Task item -> The full listing, copied exactly, is the required output.
##### Input material
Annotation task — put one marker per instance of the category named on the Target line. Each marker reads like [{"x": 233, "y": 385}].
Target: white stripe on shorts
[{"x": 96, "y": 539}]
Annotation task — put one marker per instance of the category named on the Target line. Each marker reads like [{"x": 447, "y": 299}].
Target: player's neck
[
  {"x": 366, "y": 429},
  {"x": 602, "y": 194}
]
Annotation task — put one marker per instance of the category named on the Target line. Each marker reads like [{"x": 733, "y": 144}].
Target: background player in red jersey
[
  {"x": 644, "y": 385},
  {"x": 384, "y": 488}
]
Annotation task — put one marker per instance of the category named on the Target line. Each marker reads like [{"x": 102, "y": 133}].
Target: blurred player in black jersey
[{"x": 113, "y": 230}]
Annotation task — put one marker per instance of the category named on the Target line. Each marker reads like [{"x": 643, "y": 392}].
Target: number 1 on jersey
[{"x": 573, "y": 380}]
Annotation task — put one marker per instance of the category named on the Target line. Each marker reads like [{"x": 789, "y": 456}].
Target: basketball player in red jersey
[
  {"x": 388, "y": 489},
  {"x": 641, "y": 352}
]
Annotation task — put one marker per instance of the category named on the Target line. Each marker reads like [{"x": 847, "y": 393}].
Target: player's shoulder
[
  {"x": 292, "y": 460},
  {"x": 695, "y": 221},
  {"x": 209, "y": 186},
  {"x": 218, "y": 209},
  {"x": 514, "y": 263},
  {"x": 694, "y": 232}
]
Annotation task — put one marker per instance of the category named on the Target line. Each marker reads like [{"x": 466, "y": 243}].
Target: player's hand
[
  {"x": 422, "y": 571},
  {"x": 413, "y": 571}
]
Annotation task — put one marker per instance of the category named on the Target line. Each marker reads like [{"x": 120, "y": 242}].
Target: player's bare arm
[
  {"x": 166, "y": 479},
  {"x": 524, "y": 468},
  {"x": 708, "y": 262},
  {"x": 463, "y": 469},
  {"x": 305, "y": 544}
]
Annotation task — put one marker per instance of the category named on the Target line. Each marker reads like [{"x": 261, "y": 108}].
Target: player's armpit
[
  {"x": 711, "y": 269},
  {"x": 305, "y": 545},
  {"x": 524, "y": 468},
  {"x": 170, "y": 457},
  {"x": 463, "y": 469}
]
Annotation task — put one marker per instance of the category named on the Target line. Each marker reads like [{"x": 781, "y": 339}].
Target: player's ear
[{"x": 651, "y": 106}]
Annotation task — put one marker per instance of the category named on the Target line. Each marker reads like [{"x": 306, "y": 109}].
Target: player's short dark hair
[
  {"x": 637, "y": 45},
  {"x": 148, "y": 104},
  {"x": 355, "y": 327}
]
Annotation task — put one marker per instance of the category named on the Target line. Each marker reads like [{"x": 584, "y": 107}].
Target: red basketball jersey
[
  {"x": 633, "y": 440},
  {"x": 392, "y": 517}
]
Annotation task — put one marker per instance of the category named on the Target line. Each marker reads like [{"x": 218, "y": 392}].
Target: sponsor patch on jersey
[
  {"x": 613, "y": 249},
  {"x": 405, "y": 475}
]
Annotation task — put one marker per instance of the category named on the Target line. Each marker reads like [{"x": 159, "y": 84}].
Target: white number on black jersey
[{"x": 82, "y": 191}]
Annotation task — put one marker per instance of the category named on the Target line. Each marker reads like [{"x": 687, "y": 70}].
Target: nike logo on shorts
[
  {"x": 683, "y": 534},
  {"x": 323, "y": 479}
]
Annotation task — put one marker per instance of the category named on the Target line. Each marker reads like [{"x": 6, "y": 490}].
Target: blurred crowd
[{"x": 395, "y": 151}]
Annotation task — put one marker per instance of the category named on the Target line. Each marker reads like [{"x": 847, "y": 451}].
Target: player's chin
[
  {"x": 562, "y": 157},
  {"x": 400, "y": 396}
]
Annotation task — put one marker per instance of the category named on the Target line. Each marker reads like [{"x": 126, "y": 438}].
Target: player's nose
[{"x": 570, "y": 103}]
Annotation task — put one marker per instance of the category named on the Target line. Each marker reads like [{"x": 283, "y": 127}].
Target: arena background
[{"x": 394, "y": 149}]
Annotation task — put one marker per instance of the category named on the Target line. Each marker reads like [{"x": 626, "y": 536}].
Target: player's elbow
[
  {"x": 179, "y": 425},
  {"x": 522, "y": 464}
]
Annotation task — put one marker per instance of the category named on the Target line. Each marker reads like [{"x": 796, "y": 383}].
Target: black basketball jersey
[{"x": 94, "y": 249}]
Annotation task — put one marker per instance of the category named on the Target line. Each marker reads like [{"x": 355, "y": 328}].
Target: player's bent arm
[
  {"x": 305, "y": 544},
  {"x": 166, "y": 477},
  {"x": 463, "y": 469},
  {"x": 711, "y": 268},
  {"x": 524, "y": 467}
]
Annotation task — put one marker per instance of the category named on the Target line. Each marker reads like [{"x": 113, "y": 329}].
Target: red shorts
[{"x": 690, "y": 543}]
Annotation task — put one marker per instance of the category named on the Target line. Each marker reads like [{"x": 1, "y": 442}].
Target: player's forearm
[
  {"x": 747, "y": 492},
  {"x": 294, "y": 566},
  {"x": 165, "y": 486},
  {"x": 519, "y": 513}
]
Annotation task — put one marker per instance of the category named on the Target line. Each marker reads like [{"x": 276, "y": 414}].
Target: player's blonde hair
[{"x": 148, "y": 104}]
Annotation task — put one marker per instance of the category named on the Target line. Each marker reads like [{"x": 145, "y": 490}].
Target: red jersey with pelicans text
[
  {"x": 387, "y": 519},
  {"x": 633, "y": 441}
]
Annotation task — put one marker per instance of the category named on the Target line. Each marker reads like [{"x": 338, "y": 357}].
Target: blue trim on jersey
##########
Exercise solution ->
Annotation task — put one marker per instance of the category named on the Target line. Each marker reads like [{"x": 233, "y": 385}].
Target: white stripe on shorts
[{"x": 96, "y": 539}]
Annotation task — put one marker per instance of the category named on the Target line. Each marker reads like [{"x": 447, "y": 299}].
Target: player's neck
[
  {"x": 366, "y": 429},
  {"x": 602, "y": 194}
]
Annotation task — put one marker per instance of the category named on the Target line. Each marker reads like [{"x": 733, "y": 144}].
Target: background player in red jersey
[
  {"x": 644, "y": 385},
  {"x": 384, "y": 488}
]
Annotation task — put one marker per instance of the category named on the Target line. Each marker reads like [{"x": 102, "y": 133}].
Target: blurred player in black jersey
[{"x": 113, "y": 230}]
Annotation task — put one marker per instance of the category named on the Target line. Each marker reads like [{"x": 643, "y": 392}].
Target: number 1 on jersey
[{"x": 573, "y": 380}]
Annotation task — put one marker per instance of the category named on the Target line. Each marker reads like [{"x": 789, "y": 456}].
Target: basketball player in red jersey
[
  {"x": 388, "y": 489},
  {"x": 641, "y": 352}
]
Annotation task — put one marker per instance of the category named on the Target line. Each marker reads like [{"x": 847, "y": 393}].
Target: player's shoulder
[
  {"x": 292, "y": 460},
  {"x": 695, "y": 221},
  {"x": 209, "y": 186},
  {"x": 218, "y": 209},
  {"x": 514, "y": 263},
  {"x": 694, "y": 232}
]
Annotation task — put one marker per instance of the category named on the Target line. Each marker reads like [{"x": 466, "y": 243}].
Target: player's hand
[
  {"x": 422, "y": 571},
  {"x": 413, "y": 571}
]
Annotation task — put one marker per instance of the category named on the Target line. Each marker reads like [{"x": 120, "y": 242}].
Target: player's bare arm
[
  {"x": 166, "y": 479},
  {"x": 524, "y": 468},
  {"x": 708, "y": 262},
  {"x": 463, "y": 469},
  {"x": 305, "y": 544}
]
Annotation task — put one marker per instance of the category named on the Target line. Each marker reads like [{"x": 261, "y": 108}].
Target: player's armpit
[
  {"x": 711, "y": 269},
  {"x": 305, "y": 545},
  {"x": 524, "y": 468},
  {"x": 170, "y": 457},
  {"x": 463, "y": 469}
]
Annotation task — put one marker per instance of the category named on the Target line. Each marker reads like [{"x": 781, "y": 339}].
Target: player's ear
[{"x": 651, "y": 106}]
Annotation task — put one marker per instance of the category named on the Target line. Each marker reads like [{"x": 306, "y": 109}].
Target: player's short dark hair
[
  {"x": 637, "y": 45},
  {"x": 148, "y": 104},
  {"x": 355, "y": 327}
]
Annotation task — put one marker per instance of the category named on the Target line. Each marker reads like [{"x": 584, "y": 107}].
Target: red basketball jersey
[
  {"x": 633, "y": 440},
  {"x": 392, "y": 517}
]
Annotation task — put one marker per instance of the category named on the Target line. Each marker reads like [{"x": 218, "y": 392}].
Target: sponsor patch on jersey
[
  {"x": 613, "y": 249},
  {"x": 405, "y": 475}
]
Annotation task — put one marker per instance of the category named on the Target line. Each marker reads like [{"x": 159, "y": 84}].
Target: white number on black jersey
[{"x": 82, "y": 191}]
Annotation task — put one marker per instance of the category named on the Target line. Each marker reads like [{"x": 687, "y": 70}].
Target: nike logo on shorts
[
  {"x": 683, "y": 534},
  {"x": 323, "y": 479}
]
Annotation task — put one marker per instance of the category named on the Target line. Each marker reads like [{"x": 6, "y": 490}].
Target: blurred crowd
[{"x": 395, "y": 151}]
Annotation task — put one marker per instance of the category named on the Target line. Each marker reads like [{"x": 847, "y": 451}].
Target: player's chin
[
  {"x": 562, "y": 157},
  {"x": 400, "y": 396}
]
Annotation task — put one marker per instance of the category named on the Target line. Each marker reads like [{"x": 126, "y": 438}].
Target: player's nose
[{"x": 570, "y": 103}]
Annotation task — put one marker per instance of the category named on the Target line. Each marker reads like [{"x": 283, "y": 127}].
Target: arena background
[{"x": 394, "y": 149}]
Annotation task — put one marker per instance of the category named on the Target line. Each marker reads like [{"x": 626, "y": 536}].
Target: player's elbow
[
  {"x": 179, "y": 425},
  {"x": 522, "y": 464}
]
Annotation task — put one marker per instance of the category named on the Target line. Each marker reads like [{"x": 796, "y": 383}].
Target: black basketball jersey
[{"x": 94, "y": 249}]
Annotation task — put one marker per instance of the category named on the Target line. Each marker reads like [{"x": 355, "y": 328}].
Target: player's bent arm
[
  {"x": 305, "y": 544},
  {"x": 166, "y": 477},
  {"x": 463, "y": 469},
  {"x": 711, "y": 268},
  {"x": 524, "y": 467}
]
Annotation task — put one marker per instance of the category named on the Target line. Each marker reads like [{"x": 113, "y": 329}].
Target: red shorts
[{"x": 690, "y": 543}]
Annotation task — put one marker per instance of the category named on the Target line. Each marker reads like [{"x": 1, "y": 442}].
Target: player's forearm
[
  {"x": 747, "y": 492},
  {"x": 294, "y": 566},
  {"x": 165, "y": 486},
  {"x": 519, "y": 513}
]
Annotation task — put one marker per instance of the category named on the Target line. Each marker reads like [{"x": 276, "y": 414}].
Target: player's blonde hair
[{"x": 148, "y": 104}]
Annotation task — put one marker per instance of the category named on the Target line. Each marker reads like [{"x": 145, "y": 490}].
Target: red jersey with pelicans text
[
  {"x": 387, "y": 519},
  {"x": 633, "y": 441}
]
Annotation task — put one marker per instance of the category named on the Target line. Each marker reads like [{"x": 338, "y": 357}].
Target: blue trim on jersey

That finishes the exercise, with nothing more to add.